- TASKS TO CARRY OUT -
1. Transcribe the Iquiri National Forest article below from "Conservation units in" to "Lábrea in Amazonas.".
2. Answer these questions using the Iquiri National Forest article below.
(a) In which municipality does the forest lie?
(b) On what date was the forest created by decree?
(c) Which IUCN protected area category is the forest classed as?

- PASSAGE FOR REVIEW -
Start of Block

- Nearest city: Lábrea, Amazonas
- Coordinates: 8°26′47″S 66°07′14″W﻿ / ﻿8.446371°S 66.120596°W
- Area: 1,472,598.67 hectares (3,638,870.6 acres)
- Designation: National forest
- Created: 8 May 2008
- Administrator: Chico Mendes Institute for Biodiversity Conservation

= Iquiri National Forest =

National Forest in Brazil

Iquiri National Forest (Floresta Nacional do Iquiri) is a national forest in the state of Amazonas, Brazil. It is a sustainable use conservation unit, so harvesting of forest resources such as timber is allowed in accordance with a management plan.

==Location==

Conservation units in the Purus-Madeira interfluvial.
1. Iquiri National Forest

The Iquiri National Forest has an area of 1472598.67 ha.
It is in the municipality of Lábrea in Amazonas.
The Iquiri National Forest is in the Amazon biome.
The forest contains 73.05% dense rainforest and 26.95 open rainforest.
It has great potential for sustainable harvesting of timber and other forest products such as oils, resins, nuts, seeds and fruits.

==History==

The Iquiri National Forest was created by decree on 8 May 2008 and is administered by the Chico Mendes Institute for Biodiversity Conservation (ICMBio).
It is classed as IUCN protected area category VI (protected area with sustainable use of natural resources) with the objective of sustainable multiple use of forest resources, maintenance and protection of water resources and biodiversity, recovery of degraded areas and support for sustainable exploitation of native forests and scientific research.

End of Block

- DATASET EXCERPTS -
Start of Block

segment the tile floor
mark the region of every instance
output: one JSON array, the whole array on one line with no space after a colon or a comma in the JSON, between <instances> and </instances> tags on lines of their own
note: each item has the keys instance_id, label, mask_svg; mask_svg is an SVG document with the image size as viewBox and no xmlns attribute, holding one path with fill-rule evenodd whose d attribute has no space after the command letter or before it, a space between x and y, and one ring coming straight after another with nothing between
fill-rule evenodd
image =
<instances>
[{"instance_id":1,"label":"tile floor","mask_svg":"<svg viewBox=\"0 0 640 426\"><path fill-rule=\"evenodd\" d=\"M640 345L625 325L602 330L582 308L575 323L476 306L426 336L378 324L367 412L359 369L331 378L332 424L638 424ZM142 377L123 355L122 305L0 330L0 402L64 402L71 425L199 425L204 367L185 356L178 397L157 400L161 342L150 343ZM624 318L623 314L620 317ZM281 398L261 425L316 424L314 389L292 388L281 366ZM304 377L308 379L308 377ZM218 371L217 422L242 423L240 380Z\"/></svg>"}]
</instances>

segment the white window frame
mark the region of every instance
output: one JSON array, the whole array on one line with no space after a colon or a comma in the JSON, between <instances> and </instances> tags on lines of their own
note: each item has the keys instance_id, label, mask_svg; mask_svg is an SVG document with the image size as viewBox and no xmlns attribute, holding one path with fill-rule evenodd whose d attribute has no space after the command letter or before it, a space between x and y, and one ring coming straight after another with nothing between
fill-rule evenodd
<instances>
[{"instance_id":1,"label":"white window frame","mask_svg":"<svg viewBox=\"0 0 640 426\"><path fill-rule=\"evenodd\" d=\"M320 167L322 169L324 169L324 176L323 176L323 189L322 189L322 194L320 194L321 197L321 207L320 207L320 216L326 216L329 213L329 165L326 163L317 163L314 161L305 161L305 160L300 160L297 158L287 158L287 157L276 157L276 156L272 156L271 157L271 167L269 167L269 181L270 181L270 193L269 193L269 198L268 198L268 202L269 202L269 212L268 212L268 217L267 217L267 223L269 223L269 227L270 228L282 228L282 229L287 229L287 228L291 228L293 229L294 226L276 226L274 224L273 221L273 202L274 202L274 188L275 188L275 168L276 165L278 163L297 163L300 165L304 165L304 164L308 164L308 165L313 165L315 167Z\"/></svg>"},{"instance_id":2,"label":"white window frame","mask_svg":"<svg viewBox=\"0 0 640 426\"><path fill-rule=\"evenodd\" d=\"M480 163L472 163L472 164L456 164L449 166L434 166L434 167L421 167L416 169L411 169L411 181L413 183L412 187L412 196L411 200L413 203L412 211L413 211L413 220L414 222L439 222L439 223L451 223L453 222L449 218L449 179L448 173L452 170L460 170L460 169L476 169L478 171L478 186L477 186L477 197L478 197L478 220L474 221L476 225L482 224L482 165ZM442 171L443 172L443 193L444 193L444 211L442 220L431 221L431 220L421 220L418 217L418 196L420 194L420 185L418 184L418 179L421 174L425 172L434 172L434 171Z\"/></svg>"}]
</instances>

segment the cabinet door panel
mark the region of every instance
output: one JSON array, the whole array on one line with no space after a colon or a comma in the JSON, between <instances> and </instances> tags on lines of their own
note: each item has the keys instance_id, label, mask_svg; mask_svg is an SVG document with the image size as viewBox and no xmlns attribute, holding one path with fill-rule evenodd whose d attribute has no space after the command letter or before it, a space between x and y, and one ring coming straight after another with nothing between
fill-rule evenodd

End of Block

- ANSWERS GIVEN -
1.
Conservation units in the Purus-Madeira interfluvial.
1. Iquiri National Forest

The Iquiri National Forest has an area of 1472598.67 ha.
It is in the municipality of Lábrea in Amazonas.

2.
(a) Lábrea, in Amazonas.
(b) 8 May 2008.
(c) Category VI (protected area with sustainable use of natural resources).